> **TASK DESCRIPTION**
Return every line of the material below that contains the word "shade", copying each line in full.

> **RECORDS SHOWN**

********

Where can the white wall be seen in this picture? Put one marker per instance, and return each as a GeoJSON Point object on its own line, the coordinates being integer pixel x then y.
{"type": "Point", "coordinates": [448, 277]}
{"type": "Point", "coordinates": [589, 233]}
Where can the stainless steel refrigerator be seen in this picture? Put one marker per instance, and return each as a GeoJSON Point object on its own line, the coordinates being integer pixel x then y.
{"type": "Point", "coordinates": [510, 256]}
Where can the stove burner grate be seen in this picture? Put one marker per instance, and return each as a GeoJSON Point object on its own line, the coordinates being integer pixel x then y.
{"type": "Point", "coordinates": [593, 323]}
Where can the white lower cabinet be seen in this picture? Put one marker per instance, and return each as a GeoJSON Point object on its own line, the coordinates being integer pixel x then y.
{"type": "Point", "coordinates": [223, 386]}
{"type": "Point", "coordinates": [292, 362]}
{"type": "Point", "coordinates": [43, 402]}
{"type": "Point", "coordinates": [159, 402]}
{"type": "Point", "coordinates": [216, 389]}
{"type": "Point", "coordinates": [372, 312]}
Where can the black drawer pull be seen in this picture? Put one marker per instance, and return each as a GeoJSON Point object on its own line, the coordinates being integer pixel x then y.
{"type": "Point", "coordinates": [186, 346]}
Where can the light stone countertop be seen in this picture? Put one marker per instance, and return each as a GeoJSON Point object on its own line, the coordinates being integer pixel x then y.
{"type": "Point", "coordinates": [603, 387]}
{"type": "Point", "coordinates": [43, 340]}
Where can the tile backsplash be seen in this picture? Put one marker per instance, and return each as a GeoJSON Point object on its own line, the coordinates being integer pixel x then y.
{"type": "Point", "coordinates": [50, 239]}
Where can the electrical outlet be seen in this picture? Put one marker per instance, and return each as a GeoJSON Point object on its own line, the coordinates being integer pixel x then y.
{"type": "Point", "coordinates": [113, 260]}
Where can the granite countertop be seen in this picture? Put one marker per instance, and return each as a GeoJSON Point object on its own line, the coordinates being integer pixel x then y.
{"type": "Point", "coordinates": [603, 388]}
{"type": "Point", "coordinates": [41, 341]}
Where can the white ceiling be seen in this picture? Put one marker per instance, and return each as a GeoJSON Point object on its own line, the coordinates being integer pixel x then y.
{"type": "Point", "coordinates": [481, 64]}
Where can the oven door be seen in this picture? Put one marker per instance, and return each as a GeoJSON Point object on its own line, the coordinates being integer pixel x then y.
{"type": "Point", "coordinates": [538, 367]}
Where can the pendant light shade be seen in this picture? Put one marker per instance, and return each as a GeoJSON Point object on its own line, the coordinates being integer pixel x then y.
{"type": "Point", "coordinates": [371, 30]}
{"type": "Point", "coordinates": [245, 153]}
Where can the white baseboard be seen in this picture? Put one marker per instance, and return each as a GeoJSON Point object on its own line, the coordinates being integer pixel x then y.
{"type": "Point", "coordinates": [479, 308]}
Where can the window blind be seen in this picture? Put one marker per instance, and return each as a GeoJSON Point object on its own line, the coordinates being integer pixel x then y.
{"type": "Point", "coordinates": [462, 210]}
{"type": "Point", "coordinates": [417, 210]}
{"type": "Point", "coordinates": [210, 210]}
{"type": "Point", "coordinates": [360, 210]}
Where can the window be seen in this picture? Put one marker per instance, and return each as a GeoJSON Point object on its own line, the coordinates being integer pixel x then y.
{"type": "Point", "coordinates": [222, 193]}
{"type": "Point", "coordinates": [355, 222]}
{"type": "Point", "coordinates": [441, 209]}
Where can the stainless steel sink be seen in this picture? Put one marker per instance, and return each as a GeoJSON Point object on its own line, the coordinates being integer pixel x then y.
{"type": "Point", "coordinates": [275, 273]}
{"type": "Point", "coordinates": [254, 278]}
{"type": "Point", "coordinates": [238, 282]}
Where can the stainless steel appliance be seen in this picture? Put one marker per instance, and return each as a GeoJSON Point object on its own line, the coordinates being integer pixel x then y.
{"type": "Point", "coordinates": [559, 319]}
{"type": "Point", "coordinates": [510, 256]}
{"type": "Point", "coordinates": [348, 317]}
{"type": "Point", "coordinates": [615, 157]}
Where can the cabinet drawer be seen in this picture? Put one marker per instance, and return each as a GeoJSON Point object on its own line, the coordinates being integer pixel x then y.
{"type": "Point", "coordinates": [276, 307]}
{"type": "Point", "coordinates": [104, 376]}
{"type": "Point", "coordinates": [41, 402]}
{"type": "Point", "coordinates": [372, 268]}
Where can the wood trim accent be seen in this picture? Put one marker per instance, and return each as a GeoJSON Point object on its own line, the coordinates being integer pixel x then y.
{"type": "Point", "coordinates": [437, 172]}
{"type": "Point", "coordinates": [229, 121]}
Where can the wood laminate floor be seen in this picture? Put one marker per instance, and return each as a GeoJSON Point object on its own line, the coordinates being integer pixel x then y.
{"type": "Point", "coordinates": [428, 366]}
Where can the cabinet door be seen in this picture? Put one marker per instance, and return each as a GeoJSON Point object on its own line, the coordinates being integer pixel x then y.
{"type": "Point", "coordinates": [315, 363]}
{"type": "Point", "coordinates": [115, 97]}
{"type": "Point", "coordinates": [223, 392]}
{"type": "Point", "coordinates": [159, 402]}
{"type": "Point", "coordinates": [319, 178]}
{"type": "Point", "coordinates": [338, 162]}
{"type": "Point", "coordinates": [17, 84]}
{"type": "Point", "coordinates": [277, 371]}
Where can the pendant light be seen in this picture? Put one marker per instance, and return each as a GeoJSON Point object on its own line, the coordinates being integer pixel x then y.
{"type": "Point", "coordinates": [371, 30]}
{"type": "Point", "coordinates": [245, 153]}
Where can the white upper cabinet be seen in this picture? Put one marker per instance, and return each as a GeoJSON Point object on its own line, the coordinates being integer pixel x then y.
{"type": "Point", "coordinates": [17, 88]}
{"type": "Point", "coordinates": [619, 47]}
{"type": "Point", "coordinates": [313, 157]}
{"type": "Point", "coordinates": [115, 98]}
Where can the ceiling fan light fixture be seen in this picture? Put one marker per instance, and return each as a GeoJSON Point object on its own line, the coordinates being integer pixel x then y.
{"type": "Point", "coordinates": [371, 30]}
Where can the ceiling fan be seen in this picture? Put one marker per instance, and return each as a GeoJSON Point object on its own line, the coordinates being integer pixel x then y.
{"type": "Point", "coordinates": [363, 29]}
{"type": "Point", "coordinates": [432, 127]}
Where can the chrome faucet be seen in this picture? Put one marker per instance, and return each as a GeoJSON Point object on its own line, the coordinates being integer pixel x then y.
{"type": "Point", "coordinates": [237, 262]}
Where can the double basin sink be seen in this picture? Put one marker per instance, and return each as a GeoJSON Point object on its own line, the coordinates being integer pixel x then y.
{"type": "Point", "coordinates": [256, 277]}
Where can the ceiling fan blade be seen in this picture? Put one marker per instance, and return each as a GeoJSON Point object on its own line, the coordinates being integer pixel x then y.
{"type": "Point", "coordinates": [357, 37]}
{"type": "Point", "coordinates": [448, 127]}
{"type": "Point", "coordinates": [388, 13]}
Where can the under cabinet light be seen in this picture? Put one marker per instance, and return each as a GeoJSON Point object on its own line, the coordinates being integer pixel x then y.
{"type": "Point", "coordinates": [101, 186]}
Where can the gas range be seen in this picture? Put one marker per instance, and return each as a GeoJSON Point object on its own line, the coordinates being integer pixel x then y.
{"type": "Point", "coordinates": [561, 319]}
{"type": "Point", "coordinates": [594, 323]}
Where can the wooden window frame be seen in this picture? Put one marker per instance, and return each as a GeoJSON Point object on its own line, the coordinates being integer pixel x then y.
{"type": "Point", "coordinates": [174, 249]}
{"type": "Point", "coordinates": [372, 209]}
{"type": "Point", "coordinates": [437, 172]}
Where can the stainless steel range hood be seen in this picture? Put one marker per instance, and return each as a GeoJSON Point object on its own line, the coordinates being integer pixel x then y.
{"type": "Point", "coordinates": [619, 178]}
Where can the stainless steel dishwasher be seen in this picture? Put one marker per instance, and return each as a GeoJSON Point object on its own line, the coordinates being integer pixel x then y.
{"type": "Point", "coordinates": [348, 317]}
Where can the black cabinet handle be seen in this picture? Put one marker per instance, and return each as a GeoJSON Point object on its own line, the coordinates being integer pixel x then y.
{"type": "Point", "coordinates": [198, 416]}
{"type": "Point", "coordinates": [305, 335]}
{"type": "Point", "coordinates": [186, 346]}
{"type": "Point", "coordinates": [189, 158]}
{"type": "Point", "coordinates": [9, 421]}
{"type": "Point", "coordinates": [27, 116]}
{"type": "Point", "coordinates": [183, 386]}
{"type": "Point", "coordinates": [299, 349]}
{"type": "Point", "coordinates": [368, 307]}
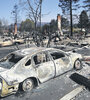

********

> **RESPONSE**
Where can the pendant light shade be seen in this picture? Put one marker per instance, and return each as a GeoJSON Point object on its own line, the coordinates being integer pixel x then y.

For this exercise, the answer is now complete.